* _PASSAGE SHOWN_:
■ ■ ■ ■ ■ ■ ■

Charlie McKay of Nashville, Tennessee, is profiled this month in our continuing series of interviews with clinicians who have organized successful clinical organizations. Dr. McKay leads a practice that has an outstanding business execution strategy, a widely recognized clinical trial organization, a flourishing indigent care program, and experience dealing with the notorious TennCare.
On the subject of success, three organizations with excellent minority outreach clinical research programs are featured in our series publicizing ASCO clinical trial participation awardees. Two common themes emerge among these cooperative group award winners—teamwork and supplemental funding. All three winners—a hospital-associated practice in northern Philadelphia, Pennsylvania; a radiology group in St. Louis, Missouri; and a surgical group in Chicago, Illinois—stress the importance of teamwork. All have institutional financial support for their clinical trial team—support not supplied by the National Cancer Institute (NCI)-funded cooperative group. Not only is NCI clinical trial participation a “labor of love” (to use Allen Lichter's characterization) but it requires subsidization from an external source to be successful. Dr. Monica Morrow, a successful surgical oncology clinical investigator, offers advice on beginning an academic clinical research career.
The National Comprehensive Cancer Network (NCCN), an organization of 19 NCI-designated cancer centers, is featured in our “From Our Partners” series. Most widely known for its series of treatment guidelines, the NCCN also publishes the Drugs & Biologics Compendium and holds a series of educational meetings, which focus on its treatment guidelines. (Disclosure: I serve as one of the University of Michigan's representatives on the NCCN's Board of Directors.)
Our “Practical Tips” section focuses on infusion pumps reimbursement issues. This is especially topical with the prominence of continuous-infusion fluorouracil-based regimens in the treatment of colorectal cancer. Clinical Practice Committee chair John Cox briefly reviews the history of ASCO's state affiliate program, and Michigan's state society (Disclosure again here: I am a member) is profiled in another article. The Michigan society has done a great job of integrating academic and community practice docs, and representing issues of importance to both.

■ ■ ■ ■ ■ ■ ■

* _WHAT THIS EXERCISE ASKS_:
[1] Update the editorial from "The National Comprehensive" through "Board of Directors.)", replacing "treatment guidelines" with "clinical practice guidelines".
[2] Answer these questions from the editorial:
(a) In which city and state is Charlie McKay based?
(b) How many NCI-designated cancer centers make up the NCCN?
(c) Who chairs the Clinical Practice Committee?

Text-to-region grounding records
■ ■ ■ ■ ■ ■ ■

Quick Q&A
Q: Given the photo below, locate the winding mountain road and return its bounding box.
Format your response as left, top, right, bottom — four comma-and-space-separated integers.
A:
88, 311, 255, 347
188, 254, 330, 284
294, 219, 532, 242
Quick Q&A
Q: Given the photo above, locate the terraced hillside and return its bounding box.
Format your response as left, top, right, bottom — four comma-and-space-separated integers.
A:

■ ■ ■ ■ ■ ■ ■

* _RESPONSES PER TASK_:
[1]
The National Comprehensive Cancer Network (NCCN), an organization of 19 NCI-designated cancer centers, is featured in our “From Our Partners” series. Most widely known for its series of clinical practice guidelines, the NCCN also publishes the Drugs & Biologics Compendium and holds a series of educational meetings, which focus on its clinical practice guidelines. (Disclosure: I serve as one of the University of Michigan's representatives on the NCCN's Board of Directors.)

[2]
(a) Nashville, Tennessee
(b) 19
(c) John Cox